自動車用緊急脱出ハンマーのガラス破砕性能

*詳細な内容につきましては、本ページの最後にある「報告書本文[PDF形式]」をご覧ください。

目的

 自動車用緊急脱出ハンマーは交通事故や水没事故などで車内に閉じ込められたときに、ウインドーガラスを割って車外に緊急脱出するために使用する商品です。カーショップ、カーディーラー、ホームセンター、インターネット通信販売などで入手できます。

 これまで、国民生活センターでは、本体のグリップ部を金づちのように握って使用するタイプ(本報告書では以下、「金づちタイプ」という。)の自動車用緊急脱出ハンマーについて、商品テストを実施して注意喚起を行ってきました。その後も市場調査を継続したところ、金づちタイプのほかにも、グリップ部をピックのように握って使用するタイプ(同、「ピックタイプ」という。)、ヘッド部をウインドーガラスに押し当てて使用するタイプ(同、「ポンチタイプ」という。)が販売されていることがわかりました。

 現在のところ、PIO-NETには自動車用緊急脱出ハンマーに関する事故事例は寄せられていませんが、自動車用緊急脱出ハンマーは交通事故や水没事故などの緊急時に車外に脱出するのに有効な商品であるため、現在入手可能な商品について、これまで商品テストを実施してきた金づちタイプのもの以外も含めて幅広く商品を入手(15社19銘柄)し、商品の使用目的として最も重要なウインドーガラス破砕性能に着眼したテストを行い、消費者に情報提供することとしました。

主なテスト結果等

アンケート調査結果

 自動車用緊急脱出ハンマーに関する国内での規格・基準作りの必要性について、製造または販売者13社中8社(約61.5%)と自動車メーカー8社中4社(50.0%)から、何らかの規格・基準作りが必要という趣旨の回答がありました。

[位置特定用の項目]
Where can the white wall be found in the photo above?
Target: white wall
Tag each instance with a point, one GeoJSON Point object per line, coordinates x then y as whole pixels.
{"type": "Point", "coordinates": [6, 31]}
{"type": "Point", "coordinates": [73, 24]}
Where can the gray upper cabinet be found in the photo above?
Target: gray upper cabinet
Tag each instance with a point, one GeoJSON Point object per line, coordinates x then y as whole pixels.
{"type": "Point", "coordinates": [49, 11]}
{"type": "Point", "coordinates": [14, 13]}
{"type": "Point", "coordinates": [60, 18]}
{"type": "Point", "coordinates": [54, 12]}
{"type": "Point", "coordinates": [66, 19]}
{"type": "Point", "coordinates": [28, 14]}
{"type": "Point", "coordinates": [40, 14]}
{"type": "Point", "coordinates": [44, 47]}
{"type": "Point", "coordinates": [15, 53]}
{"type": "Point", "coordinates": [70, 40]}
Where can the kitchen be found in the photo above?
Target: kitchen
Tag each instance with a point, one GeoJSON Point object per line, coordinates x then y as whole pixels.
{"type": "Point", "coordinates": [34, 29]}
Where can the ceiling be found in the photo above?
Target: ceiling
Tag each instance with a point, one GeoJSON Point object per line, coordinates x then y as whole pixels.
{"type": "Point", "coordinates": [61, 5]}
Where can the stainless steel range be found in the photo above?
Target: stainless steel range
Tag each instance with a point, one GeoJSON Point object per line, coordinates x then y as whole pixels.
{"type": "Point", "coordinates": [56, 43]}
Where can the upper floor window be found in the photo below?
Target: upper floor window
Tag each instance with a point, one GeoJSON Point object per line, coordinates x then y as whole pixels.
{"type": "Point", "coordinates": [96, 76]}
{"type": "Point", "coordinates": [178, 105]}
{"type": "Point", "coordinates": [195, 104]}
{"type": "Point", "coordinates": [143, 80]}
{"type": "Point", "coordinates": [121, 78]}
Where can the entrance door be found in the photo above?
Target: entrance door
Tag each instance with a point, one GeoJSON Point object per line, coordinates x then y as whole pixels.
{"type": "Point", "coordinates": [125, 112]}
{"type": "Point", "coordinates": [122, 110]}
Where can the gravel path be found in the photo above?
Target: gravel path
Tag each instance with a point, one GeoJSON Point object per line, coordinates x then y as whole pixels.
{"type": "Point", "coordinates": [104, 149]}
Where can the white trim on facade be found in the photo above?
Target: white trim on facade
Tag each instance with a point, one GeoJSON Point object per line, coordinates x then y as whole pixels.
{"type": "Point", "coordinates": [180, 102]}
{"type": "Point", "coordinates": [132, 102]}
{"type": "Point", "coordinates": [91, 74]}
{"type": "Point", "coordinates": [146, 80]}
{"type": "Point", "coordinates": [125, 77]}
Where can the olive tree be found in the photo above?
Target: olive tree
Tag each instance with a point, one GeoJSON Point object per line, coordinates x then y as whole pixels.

**作業指示:** 自動車用緊急脱出ハンマーについての本文を、一字も変えずに全文書き出してください。 このリストは作業に使いません。

**出力結果:**
自動車用緊急脱出ハンマーのガラス破砕性能

*詳細な内容につきましては、本ページの最後にある「報告書本文[PDF形式]」をご覧ください。

目的

 自動車用緊急脱出ハンマーは交通事故や水没事故などで車内に閉じ込められたときに、ウインドーガラスを割って車外に緊急脱出するために使用する商品です。カーショップ、カーディーラー、ホームセンター、インターネット通信販売などで入手できます。

 これまで、国民生活センターでは、本体のグリップ部を金づちのように握って使用するタイプ(本報告書では以下、「金づちタイプ」という。)の自動車用緊急脱出ハンマーについて、商品テストを実施して注意喚起を行ってきました。その後も市場調査を継続したところ、金づちタイプのほかにも、グリップ部をピックのように握って使用するタイプ(同、「ピックタイプ」という。)、ヘッド部をウインドーガラスに押し当てて使用するタイプ(同、「ポンチタイプ」という。)が販売されていることがわかりました。

 現在のところ、PIO-NETには自動車用緊急脱出ハンマーに関する事故事例は寄せられていませんが、自動車用緊急脱出ハンマーは交通事故や水没事故などの緊急時に車外に脱出するのに有効な商品であるため、現在入手可能な商品について、これまで商品テストを実施してきた金づちタイプのもの以外も含めて幅広く商品を入手(15社19銘柄)し、商品の使用目的として最も重要なウインドーガラス破砕性能に着眼したテストを行い、消費者に情報提供することとしました。

主なテスト結果等

アンケート調査結果

 自動車用緊急脱出ハンマーに関する国内での規格・基準作りの必要性について、製造または販売者13社中8社(約61.5%)と自動車メーカー8社中4社(50.0%)から、何らかの規格・基準作りが必要という趣旨の回答がありました。